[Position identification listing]

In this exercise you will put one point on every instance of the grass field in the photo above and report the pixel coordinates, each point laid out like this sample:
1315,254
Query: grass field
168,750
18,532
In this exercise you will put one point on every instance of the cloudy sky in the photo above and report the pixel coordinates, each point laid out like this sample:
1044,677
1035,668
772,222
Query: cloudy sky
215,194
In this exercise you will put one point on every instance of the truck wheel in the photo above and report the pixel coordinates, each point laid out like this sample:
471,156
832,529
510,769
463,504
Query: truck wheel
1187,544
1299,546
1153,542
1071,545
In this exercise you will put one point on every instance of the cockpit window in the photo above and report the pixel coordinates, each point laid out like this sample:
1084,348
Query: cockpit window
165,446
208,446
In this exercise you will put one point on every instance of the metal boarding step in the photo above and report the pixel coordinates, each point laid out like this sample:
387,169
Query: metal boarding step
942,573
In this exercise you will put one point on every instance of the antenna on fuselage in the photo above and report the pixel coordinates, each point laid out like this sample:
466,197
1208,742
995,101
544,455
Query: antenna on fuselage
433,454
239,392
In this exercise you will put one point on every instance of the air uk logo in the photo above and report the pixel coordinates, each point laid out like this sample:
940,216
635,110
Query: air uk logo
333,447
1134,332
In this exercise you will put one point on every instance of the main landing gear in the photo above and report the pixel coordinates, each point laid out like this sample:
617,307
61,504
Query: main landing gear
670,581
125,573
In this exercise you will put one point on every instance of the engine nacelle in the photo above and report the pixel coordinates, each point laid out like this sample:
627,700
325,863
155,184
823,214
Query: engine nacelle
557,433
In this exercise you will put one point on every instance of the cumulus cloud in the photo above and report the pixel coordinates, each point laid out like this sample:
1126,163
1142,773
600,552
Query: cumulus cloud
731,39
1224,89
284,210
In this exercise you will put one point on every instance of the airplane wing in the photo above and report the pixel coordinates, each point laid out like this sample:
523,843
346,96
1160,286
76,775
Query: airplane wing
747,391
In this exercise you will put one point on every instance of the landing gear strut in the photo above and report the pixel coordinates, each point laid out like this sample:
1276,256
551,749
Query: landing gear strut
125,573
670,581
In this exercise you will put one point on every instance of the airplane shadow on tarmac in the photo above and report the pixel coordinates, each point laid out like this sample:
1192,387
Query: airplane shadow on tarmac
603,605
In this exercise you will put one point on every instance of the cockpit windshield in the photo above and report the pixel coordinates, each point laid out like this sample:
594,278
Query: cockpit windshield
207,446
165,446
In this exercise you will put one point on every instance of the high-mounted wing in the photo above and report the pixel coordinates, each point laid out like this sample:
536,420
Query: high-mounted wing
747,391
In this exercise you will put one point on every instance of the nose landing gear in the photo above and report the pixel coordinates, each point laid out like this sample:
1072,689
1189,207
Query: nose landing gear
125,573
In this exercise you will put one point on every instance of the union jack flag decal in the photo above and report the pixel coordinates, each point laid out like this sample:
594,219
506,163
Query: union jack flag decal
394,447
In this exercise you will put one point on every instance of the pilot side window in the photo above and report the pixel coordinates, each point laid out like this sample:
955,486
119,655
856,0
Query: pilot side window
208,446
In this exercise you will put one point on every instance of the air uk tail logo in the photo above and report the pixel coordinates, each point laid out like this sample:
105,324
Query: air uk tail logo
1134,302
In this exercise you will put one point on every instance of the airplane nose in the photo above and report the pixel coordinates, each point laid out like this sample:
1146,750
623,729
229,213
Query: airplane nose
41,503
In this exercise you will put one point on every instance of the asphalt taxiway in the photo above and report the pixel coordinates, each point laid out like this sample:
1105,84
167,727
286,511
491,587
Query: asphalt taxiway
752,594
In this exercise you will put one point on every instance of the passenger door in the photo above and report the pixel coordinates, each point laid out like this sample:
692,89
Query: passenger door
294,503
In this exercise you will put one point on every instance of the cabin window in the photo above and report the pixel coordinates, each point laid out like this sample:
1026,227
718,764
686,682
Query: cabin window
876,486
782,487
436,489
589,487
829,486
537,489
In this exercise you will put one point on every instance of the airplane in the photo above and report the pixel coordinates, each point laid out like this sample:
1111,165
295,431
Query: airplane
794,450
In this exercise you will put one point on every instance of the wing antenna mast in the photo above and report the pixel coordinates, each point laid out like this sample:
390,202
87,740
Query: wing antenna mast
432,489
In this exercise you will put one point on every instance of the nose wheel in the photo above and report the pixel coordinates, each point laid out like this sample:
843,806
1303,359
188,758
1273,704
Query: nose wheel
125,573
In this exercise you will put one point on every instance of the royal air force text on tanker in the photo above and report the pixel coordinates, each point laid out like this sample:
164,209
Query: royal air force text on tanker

__EXERCISE PROMPT__:
Give every line of the listing above as a numbered list, leaving out any blank lines.

__RESULT FOR THIS TASK__:
1. In this exercise you will put one point on every instance of the grass field in the photo above and report the pixel coordinates, each point laid out like this sample:
2. 1315,254
3. Query: grass field
4. 168,750
5. 18,532
6. In this exercise you will put one point on every instance of the cloudy sky in the photo above and report the pixel coordinates, each point laid out like this sample:
7. 1044,677
8. 1035,668
9. 772,222
10. Query: cloudy sky
11. 215,194
12. In this exercise you will put one point on every instance of the truck wheel in the photo above and report the pixel coordinates, each point laid out like this sample:
13. 471,156
14. 832,529
15. 510,769
16. 463,504
17. Query: truck wheel
18. 1187,544
19. 1299,546
20. 1153,542
21. 1071,545
22. In this exercise you will put one point on every instance of the cockpit window in the photo above and report the pixel coordinates, each point laid out like this sample:
23. 1084,348
24. Query: cockpit window
25. 165,446
26. 208,446
27. In this exercise you will put one point on every instance of the metal boarding step in the photo above and report the pixel coordinates, each point laid out like this sample:
28. 387,169
29. Query: metal boarding step
30. 942,573
31. In this exercise you will put one point on every instance of the antenna on fuselage in the photo above and report the pixel coordinates, each point laid out like this sample:
32. 466,197
33. 1208,742
34. 995,101
35. 544,455
36. Query: antenna on fuselage
37. 433,454
38. 239,392
39. In this exercise you will put one point on every instance of the air uk logo in the photo above and report the pixel coordinates, each point laid out like this sample:
40. 940,216
41. 635,110
42. Query: air uk logo
43. 333,447
44. 1134,332
45. In this exercise you will put one point on every instance of the main landing gear in the photo above and report the pixel coordinates, each point laid out like this sample:
46. 617,307
47. 61,504
48. Query: main landing gear
49. 670,581
50. 125,573
51. In this exercise you will put one point on every instance of the engine nacelle in the photo above and report the pixel coordinates, each point laid out like this sample:
52. 627,700
53. 325,863
54. 155,184
55. 823,214
56. Query: engine nacelle
57. 557,433
58. In this exercise you will put one point on every instance of the cumulus cloud in the photo above and report the pixel coordinates, each point laid out like this sample:
59. 1126,163
60. 1142,773
61. 600,552
62. Query: cumulus cloud
63. 731,39
64. 1224,89
65. 284,210
66. In this exercise you will put one point on every instance of the airplane wing in the photo above and report the pixel coordinates, each point laid out like this sample:
67. 523,843
68. 346,96
69. 1160,286
70. 76,775
71. Query: airplane wing
72. 747,391
73. In this exercise you will put one point on every instance of the landing gear strut in the photo above and report the pixel coordinates, each point laid out like this sample:
74. 1276,256
75. 551,749
76. Query: landing gear strut
77. 125,573
78. 670,581
79. In this exercise you will put one point on every instance of the airplane shadow on tarmac in the photo above and report the pixel coordinates, each point laid out like this sample:
80. 1192,387
81. Query: airplane shadow on tarmac
82. 603,605
83. In this exercise you will put one point on every instance of the cockpit windshield in the photo above and report the pixel coordinates, each point laid out like this sample:
84. 594,278
85. Query: cockpit windshield
86. 207,446
87. 165,446
88. In this exercise you will put one point on every instance of the high-mounted wing in the photo above and report the pixel coordinates, each point laid out like this sample:
89. 536,420
90. Query: high-mounted wing
91. 747,391
92. In this exercise you will put one point on every instance of the nose landing gear in the photo above and report the pixel coordinates, each point laid out like this sample:
93. 1072,689
94. 1189,207
95. Query: nose landing gear
96. 125,573
97. In this exercise you will put one point on every instance of the union jack flag decal in the photo above and report the pixel coordinates, each point laid out like this sample:
98. 594,219
99. 506,163
100. Query: union jack flag decal
101. 394,447
102. In this exercise you will put one point on every instance of the pilot side window in the photo above and report the pixel coordinates, each point laid out like this sample:
103. 955,486
104. 119,655
105. 856,0
106. Query: pilot side window
107. 208,446
108. In this exercise you will put one point on every instance of the air uk tail logo in the photo above and report the pixel coordinates, each point laid out like this sample:
109. 105,324
110. Query: air uk tail logo
111. 1134,302
112. In this exercise you will put one point on every instance of the airplane nose in the photo above and report the pixel coordinates, each point laid out like this sample:
113. 1146,750
114. 623,729
115. 229,213
116. Query: airplane nose
117. 41,503
118. In this exercise you will put one point on every instance of the asphalt taxiway in the photo above and report the pixel coordinates, each point laid out like this sample:
119. 1105,84
120. 167,727
121. 286,511
122. 491,587
123. Query: asphalt taxiway
124. 752,594
125. In this exercise you will put one point on every instance of the passenger door in the photo above and report the pixel coordinates, each point laid out like this sample:
126. 692,89
127. Query: passenger door
128. 294,503
129. In this exercise you will put one point on every instance of the cabin window in the photo above and report the pixel coordinates, each point laid out like this sample:
130. 1026,227
131. 718,764
132. 686,682
133. Query: cabin window
134. 876,486
135. 782,487
136. 436,489
137. 589,487
138. 829,486
139. 537,489
140. In this exercise you will put one point on every instance of the airplane in the photo above and report the pixel coordinates, each point laid out like this sample:
141. 1111,165
142. 295,431
143. Query: airplane
144. 794,450
145. In this exercise you will put one point on every instance of the wing antenna mast in the photo above and report the pixel coordinates, each point laid out like this sample:
146. 390,202
147. 87,740
148. Query: wing antenna mast
149. 432,489
150. In this exercise you will put one point on every instance of the nose wheel in the photo above and report the pixel coordinates, each point laid out like this sample:
151. 843,806
152. 1303,359
153. 188,758
154. 1273,704
155. Query: nose wheel
156. 125,573
157. In this exercise you will put one point on every instance of the royal air force text on tanker in the photo above and report the pixel coordinates, each point laid out like this sample:
158. 164,209
159. Query: royal air force text on tanker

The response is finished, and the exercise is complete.